C’est hier, vendredi, un peu avant la prière de 14 h, que nous avons la nouvelle. Une nouvelle brusque, violente et triste : Abdallah Faye nous a quittés. Nous le savions souffrant depuis quelque temps, mais qui aurait pu penser qu’il allait partir comme ça, presque sur la pointe des pieds, comme s’il ne voulait pas importuner ses nombreux amis ! Avec sa disparition, la presse sénégalaise, africaine en général, a perdu une plume illustre. Une plume qui savait si bien retenir l’attention des lecteurs à travers de belles formules dont lui seul avait le secret. Aux côtés de Abdallah Faye, nous avons appris l’essentiel de ce que nous savons actuellement du journalisme. Jeunes reporters insouciants, à la fin des années 1980 et au tout début des années 1990, diplômes du Cesti en poche, nous croyions tout savoir, mais à son contact nous nous rendîmes vite compte que le journalisme, c’est avant tout le terrain. Et du terrain, Abdallah Faye nous en a bien fait découvrir. A cause de nos noms, d’aucuns croyaient qu’il était mon grand frère. A l’époque, il aimait admirablement le « Cahier vacances » du Soleil. Ce furent certainement les meilleurs moments que nous avons passés au sein de cette grande rédaction que nous découvrions en compagnie d’autres jeunes journalistes : El Hadj Amadou Mbaye, Vladimir Monteiro, Seynabou Diop, Diatou Cissé Coulibaly, Mamadou Sèye, Moustapha Sène, Alassane Diawara et toute cette génération des années 1990 qui s’est formée grâce aux conseils et à l’expérience de Abdallah Faye.

Consigne>
Résumez l'hommage à Abdallah Faye en deux phrases. Le matériel qui suit provient d'une autre source.

Données fournies>

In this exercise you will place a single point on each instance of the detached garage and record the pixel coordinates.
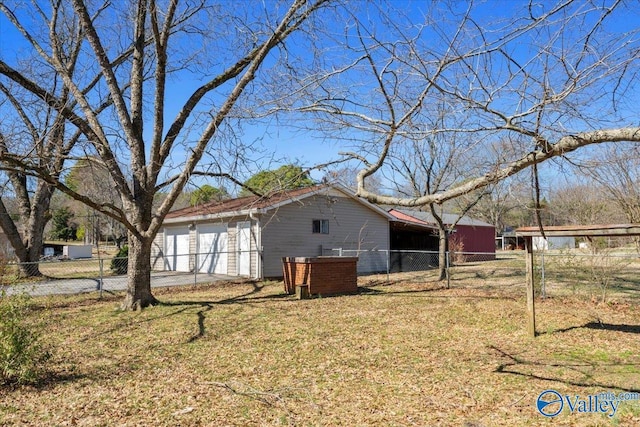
(249, 236)
(212, 249)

Réponse complète>
La nouvelle de la disparition d'Abdallah Faye, que l'on savait souffrant depuis quelque temps, est tombée un vendredi peu avant la prière de 14 h, et la presse sénégalaise et africaine perd avec lui une plume illustre qui savait retenir l'attention des lecteurs. Auprès de lui, de jeunes reporters diplômés du Cesti à la fin des années 1980 et au début des années 1990 ont compris que le journalisme, c'est avant tout le terrain, et toute une génération de journalistes des années 1990 s'est formée grâce à ses conseils et à son expérience.